**Your objective:** Transcribe the records below exactly as they appear.

**Task material:**
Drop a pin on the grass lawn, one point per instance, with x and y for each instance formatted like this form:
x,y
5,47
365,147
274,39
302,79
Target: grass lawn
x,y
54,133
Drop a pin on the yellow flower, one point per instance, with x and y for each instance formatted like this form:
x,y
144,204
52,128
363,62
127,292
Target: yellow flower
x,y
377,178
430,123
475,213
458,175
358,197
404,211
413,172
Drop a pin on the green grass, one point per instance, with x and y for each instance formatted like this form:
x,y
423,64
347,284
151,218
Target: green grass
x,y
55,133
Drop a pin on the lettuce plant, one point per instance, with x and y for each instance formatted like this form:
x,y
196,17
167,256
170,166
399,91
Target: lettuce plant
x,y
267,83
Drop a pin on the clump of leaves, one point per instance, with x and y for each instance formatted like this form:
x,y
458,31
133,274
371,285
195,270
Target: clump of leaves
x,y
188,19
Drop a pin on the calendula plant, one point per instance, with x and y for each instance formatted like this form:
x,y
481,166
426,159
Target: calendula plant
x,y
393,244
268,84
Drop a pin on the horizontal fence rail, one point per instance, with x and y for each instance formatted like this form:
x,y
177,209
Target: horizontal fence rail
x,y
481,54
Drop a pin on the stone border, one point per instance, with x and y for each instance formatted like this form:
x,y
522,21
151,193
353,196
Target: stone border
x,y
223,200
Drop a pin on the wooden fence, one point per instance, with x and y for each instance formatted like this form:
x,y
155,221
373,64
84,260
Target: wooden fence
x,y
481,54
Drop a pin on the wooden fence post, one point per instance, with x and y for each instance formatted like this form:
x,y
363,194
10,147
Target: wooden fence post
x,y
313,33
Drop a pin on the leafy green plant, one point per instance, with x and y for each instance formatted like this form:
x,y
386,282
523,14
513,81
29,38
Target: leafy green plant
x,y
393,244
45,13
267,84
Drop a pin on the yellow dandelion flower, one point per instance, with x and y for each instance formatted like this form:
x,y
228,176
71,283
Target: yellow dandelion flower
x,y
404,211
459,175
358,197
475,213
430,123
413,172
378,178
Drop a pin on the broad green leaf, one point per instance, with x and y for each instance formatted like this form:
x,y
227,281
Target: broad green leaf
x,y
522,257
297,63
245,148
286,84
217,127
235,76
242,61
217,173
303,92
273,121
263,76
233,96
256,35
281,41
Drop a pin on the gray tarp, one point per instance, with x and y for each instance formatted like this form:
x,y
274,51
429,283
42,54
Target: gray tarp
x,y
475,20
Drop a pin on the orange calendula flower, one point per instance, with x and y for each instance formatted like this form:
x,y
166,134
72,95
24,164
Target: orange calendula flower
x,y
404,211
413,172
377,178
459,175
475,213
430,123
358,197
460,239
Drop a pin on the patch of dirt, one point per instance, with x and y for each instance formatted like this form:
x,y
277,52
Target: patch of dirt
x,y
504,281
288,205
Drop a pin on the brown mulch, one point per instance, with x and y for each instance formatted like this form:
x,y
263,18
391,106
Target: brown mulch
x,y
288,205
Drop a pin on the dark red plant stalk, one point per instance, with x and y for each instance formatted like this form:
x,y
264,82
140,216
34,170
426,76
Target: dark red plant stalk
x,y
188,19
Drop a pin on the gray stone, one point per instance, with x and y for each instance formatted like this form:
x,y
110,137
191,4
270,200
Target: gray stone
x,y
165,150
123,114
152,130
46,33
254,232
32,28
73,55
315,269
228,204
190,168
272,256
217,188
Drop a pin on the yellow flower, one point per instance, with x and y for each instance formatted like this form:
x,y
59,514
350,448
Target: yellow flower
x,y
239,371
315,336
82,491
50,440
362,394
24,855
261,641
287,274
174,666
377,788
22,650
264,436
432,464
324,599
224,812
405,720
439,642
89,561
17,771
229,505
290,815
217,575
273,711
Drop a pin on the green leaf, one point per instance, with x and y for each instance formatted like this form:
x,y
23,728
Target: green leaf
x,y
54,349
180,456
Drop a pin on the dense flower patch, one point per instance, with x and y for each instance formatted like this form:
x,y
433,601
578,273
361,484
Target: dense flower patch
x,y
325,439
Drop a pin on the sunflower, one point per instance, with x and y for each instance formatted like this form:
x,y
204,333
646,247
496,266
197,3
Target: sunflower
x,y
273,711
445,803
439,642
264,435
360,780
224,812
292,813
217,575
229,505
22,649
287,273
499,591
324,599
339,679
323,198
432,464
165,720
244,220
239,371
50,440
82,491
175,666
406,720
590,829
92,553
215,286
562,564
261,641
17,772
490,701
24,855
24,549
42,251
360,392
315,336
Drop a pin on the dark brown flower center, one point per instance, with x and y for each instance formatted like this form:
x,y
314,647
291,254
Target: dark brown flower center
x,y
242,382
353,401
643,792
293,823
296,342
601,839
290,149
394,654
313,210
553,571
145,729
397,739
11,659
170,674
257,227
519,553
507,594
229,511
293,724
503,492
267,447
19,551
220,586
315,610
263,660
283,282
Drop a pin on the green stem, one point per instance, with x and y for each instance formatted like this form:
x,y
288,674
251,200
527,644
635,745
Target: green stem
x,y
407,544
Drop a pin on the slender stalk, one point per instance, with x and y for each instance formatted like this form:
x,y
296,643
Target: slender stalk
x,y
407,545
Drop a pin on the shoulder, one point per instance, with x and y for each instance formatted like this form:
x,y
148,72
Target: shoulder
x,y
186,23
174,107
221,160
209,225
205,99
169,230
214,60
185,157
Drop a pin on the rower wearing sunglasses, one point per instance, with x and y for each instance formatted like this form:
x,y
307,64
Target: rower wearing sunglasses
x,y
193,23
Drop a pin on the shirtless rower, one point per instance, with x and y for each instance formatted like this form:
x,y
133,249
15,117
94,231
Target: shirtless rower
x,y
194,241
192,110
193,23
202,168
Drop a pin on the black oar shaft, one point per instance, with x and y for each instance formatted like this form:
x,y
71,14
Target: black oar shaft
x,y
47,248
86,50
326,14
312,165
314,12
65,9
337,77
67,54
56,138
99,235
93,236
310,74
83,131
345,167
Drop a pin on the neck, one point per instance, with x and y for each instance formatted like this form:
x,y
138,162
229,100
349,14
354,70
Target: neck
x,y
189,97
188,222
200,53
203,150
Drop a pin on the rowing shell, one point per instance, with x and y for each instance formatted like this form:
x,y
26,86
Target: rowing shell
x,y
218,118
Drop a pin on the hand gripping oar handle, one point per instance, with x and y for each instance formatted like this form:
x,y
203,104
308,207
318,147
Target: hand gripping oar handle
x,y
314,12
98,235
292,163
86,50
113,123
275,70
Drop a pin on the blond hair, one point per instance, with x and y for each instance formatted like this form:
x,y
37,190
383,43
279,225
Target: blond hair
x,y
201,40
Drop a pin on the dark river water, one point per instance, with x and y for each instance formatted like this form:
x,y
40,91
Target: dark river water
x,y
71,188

**Expected answer:**
Drop a pin on the grass lawn, one point per instance, with x and y for each instance formatted like this form:
x,y
5,47
365,147
274,39
302,79
Target: grass lawn
x,y
54,133
Drop a pin on the yellow flower, one point per instance, with x and y for each instance formatted like this form:
x,y
144,204
52,128
363,62
127,292
Target: yellow flower
x,y
377,178
430,123
475,213
458,175
358,197
404,211
413,172
Drop a pin on the green grass, one point per instance, with x and y for each instance formatted like this form:
x,y
423,64
347,284
151,218
Target: green grass
x,y
55,133
Drop a pin on the lettuce plant, one point per instance, with x and y for each instance formatted like this form:
x,y
196,17
167,256
170,166
399,91
Target: lettuce plant
x,y
267,83
Drop a pin on the clump of leaves, one point per instance, with x and y for each instance formatted like this form:
x,y
458,31
133,274
371,285
195,270
Target: clump of leaves
x,y
188,19
Drop a pin on the calendula plant, one point per instance, with x and y for each instance formatted like this form:
x,y
481,166
426,159
Target: calendula plant
x,y
393,244
268,84
Drop a pin on the horizontal fence rail, one point per instance, with x and y for each instance formatted like this form:
x,y
177,209
Target: horizontal fence rail
x,y
481,54
Drop a pin on the stone border, one point per instance, with x and y for each instance formatted like this form:
x,y
522,21
151,193
353,196
Target: stone border
x,y
223,200
Drop a pin on the wooden fence, one point per instance, with x and y for each instance formatted like this form:
x,y
155,221
373,64
84,260
Target: wooden fence
x,y
481,54
Drop a pin on the wooden fence post, one point per instance, with x and y for each instance formatted like this form:
x,y
363,194
10,147
Target: wooden fence post
x,y
313,33
Drop a pin on the leafy green plant, one point per instance, with x and y for each instance formatted like this form:
x,y
386,282
523,14
513,81
29,38
Target: leafy green plant
x,y
393,244
45,13
267,84
Drop a pin on the yellow dandelion flower, one point per instance, with x and y for each instance formatted like this form:
x,y
228,176
71,283
Target: yellow dandelion flower
x,y
404,211
459,175
358,197
475,213
430,123
413,172
378,178
Drop a pin on the broad green leaf, one point per instance, with x and y for each instance formatted like this form:
x,y
227,281
Target: broad green leaf
x,y
522,257
297,63
245,148
286,84
217,127
235,76
242,61
217,173
303,92
273,121
263,76
233,96
256,35
281,41
Drop a pin on the gray tarp, one point per instance, with x and y for each instance formatted like this form:
x,y
274,51
429,283
42,54
Target: gray tarp
x,y
475,20
Drop a pin on the orange calendula flower, one point per instance, with x and y for each instance formatted like this form:
x,y
166,134
72,95
24,164
Target: orange calendula flower
x,y
404,211
413,172
377,178
459,175
475,213
430,123
358,197
460,239
Drop a pin on the patch of dirt, one point per instance, with x and y for each instance formatted like this form:
x,y
277,52
Target: patch of dirt
x,y
504,281
288,205
Drop a pin on the brown mulch, one point per instance, with x and y for each instance formatted like this form:
x,y
263,18
391,106
Target: brown mulch
x,y
288,205
Drop a pin on the dark red plant stalk, one point per instance, with x and y for each instance formatted like this form:
x,y
264,82
140,216
34,170
426,76
Target: dark red plant stalk
x,y
188,19
Drop a pin on the gray stone, one point per instance, with x and y for each instance formatted like this form:
x,y
110,137
191,4
270,200
Target: gray stone
x,y
165,150
123,114
152,130
46,33
254,232
32,28
73,55
315,269
228,204
190,168
272,256
217,188
Drop a pin on the yellow flower, one point per instance, with x and y for each instance formatted like this form:
x,y
59,514
350,448
Target: yellow flower
x,y
239,371
315,336
82,491
50,440
362,394
24,855
261,641
287,274
174,666
377,788
22,650
264,436
432,464
324,599
224,812
405,720
439,642
89,561
17,771
229,505
290,815
217,575
273,711
Drop a pin on the green leaf, one point per instance, with x and y for each instance formatted like this form:
x,y
23,728
Target: green leaf
x,y
54,349
180,456
Drop a pin on the dense flower patch, one point per instance, with x and y for each instance formatted like this form:
x,y
433,601
578,273
361,484
Target: dense flower patch
x,y
325,439
Drop a pin on the sunflower, one point per instance, with x and y for each instance formatted like this form:
x,y
204,333
646,247
496,266
197,3
Target: sunflower
x,y
273,711
445,803
439,642
264,435
360,780
224,812
292,813
217,575
229,505
22,649
287,273
499,591
324,599
339,679
323,198
432,464
165,720
244,220
239,371
50,440
82,491
175,666
406,720
590,829
92,553
215,286
562,564
261,641
17,772
490,701
24,855
24,549
42,251
360,392
315,336
Drop a pin on the dark brown flower center, one point per instance, with x and y for each instance formatted like this form:
x,y
314,647
291,254
Target: dark brown flower center
x,y
242,382
353,401
643,792
293,823
296,342
601,839
290,149
394,654
313,210
553,571
145,729
397,739
11,659
170,674
257,227
519,553
507,594
229,511
293,724
503,492
267,447
19,551
220,586
315,610
263,660
283,282
Drop a pin on the green stem, one point per instance, with x and y for each instance formatted like this form:
x,y
288,674
251,200
527,644
635,745
Target: green stem
x,y
407,544
Drop a pin on the slender stalk, one point per instance, with x and y for each instance formatted like this form:
x,y
296,643
Target: slender stalk
x,y
407,545
Drop a pin on the shoulder, one point per instance, with x and y for each instance formatted like this form:
x,y
148,72
Target: shoulder
x,y
186,23
174,107
221,160
209,225
205,99
169,230
214,60
185,157
Drop a pin on the rower wearing sunglasses, one point per instance, with x and y for each instance formatted like this form:
x,y
307,64
Target: rower wearing sunglasses
x,y
193,23
Drop a pin on the shirtless rower, one point per instance, with x and y for each instance formatted like this form:
x,y
133,249
15,117
94,231
Target: shirtless rower
x,y
194,241
192,110
193,23
202,168
Drop a pin on the black oar shaft, one point per instance, with x and y for each instance formatted like this form:
x,y
71,14
Target: black oar shaft
x,y
47,248
86,50
326,14
312,165
314,12
65,9
337,77
67,54
56,138
99,235
93,236
310,74
83,131
345,167
Drop a pin on the neck, one point per instance, with x and y for each instance formatted like this form:
x,y
138,162
229,100
349,14
354,70
Target: neck
x,y
189,97
188,222
200,53
203,150
Drop a pin on the rowing shell, one point per instance, with x and y for each instance formatted like this form:
x,y
26,86
Target: rowing shell
x,y
218,118
Drop a pin on the hand gripping oar handle, one point per instance, with x and y for each instance formatted like this form:
x,y
203,104
308,207
318,147
Target: hand gripping oar handle
x,y
314,12
98,235
292,163
86,50
113,123
275,70
Drop a pin on the blond hair, one point per instance, with x and y for each instance formatted like this form:
x,y
37,190
383,43
279,225
Target: blond hair
x,y
201,40
Drop a pin on the dark river water, one point per instance, with x and y for each instance formatted like this form:
x,y
40,91
Target: dark river water
x,y
71,188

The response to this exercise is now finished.